[Object detection data]
┄┄┄┄┄┄

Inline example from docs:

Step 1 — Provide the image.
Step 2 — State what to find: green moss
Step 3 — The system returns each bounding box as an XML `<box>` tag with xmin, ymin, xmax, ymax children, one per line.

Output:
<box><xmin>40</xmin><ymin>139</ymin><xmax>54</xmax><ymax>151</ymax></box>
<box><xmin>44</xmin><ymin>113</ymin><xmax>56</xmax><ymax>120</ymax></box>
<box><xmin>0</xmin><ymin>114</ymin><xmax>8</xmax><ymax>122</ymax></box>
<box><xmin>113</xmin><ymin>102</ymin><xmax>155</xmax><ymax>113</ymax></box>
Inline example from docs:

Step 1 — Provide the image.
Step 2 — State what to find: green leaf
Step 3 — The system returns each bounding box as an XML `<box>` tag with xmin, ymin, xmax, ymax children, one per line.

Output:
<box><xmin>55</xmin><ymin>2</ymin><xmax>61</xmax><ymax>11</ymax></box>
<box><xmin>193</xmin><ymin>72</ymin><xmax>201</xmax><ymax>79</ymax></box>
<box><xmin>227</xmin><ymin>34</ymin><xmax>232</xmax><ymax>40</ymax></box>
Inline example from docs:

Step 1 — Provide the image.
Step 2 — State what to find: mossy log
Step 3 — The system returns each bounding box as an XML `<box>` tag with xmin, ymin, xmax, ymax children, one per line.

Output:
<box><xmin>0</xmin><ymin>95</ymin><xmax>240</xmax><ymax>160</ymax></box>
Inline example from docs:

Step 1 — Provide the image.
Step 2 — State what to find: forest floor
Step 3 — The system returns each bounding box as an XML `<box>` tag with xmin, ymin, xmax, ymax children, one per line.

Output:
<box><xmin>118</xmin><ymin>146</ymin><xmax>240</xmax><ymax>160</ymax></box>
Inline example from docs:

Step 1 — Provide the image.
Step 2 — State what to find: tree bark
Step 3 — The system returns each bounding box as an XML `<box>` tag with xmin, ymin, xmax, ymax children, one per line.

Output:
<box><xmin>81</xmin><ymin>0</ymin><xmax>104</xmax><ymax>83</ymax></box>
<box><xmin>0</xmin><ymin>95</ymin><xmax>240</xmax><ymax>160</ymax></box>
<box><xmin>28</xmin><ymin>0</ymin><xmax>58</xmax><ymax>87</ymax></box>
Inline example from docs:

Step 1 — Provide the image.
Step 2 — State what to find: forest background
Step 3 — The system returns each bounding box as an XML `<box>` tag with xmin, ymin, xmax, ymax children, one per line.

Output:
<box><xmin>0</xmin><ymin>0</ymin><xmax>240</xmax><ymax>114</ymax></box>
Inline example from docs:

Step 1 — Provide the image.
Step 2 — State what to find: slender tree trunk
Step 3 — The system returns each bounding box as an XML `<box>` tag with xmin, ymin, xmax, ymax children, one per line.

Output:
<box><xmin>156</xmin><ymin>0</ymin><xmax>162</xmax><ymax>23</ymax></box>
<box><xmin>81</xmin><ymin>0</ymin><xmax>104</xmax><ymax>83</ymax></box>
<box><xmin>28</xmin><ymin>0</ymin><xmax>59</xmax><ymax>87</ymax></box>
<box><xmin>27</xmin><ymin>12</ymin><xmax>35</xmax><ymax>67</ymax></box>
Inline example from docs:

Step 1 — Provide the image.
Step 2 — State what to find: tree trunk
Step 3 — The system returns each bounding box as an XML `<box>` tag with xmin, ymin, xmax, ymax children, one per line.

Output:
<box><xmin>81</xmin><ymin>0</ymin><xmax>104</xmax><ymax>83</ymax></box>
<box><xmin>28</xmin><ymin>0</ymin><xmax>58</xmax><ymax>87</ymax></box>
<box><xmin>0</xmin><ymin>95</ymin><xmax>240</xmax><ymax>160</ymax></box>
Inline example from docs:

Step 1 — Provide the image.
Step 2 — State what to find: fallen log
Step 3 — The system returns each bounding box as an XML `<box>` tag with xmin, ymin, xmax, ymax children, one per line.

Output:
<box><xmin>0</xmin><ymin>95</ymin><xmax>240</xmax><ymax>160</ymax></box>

┄┄┄┄┄┄

▶ [Aim of the task]:
From the listing above, pull out every line that contains the word "what", matching case exactly.

▶ [Answer to the task]:
Step 2 — State what to find: green moss
Step 2 — State what to find: green leaf
Step 2 — State what to find: mossy log
Step 2 — State what to find: forest floor
Step 2 — State what to find: tree bark
Step 2 — State what to find: forest background
Step 2 — State what to find: slender tree trunk
Step 2 — State what to find: tree trunk
Step 2 — State what to find: fallen log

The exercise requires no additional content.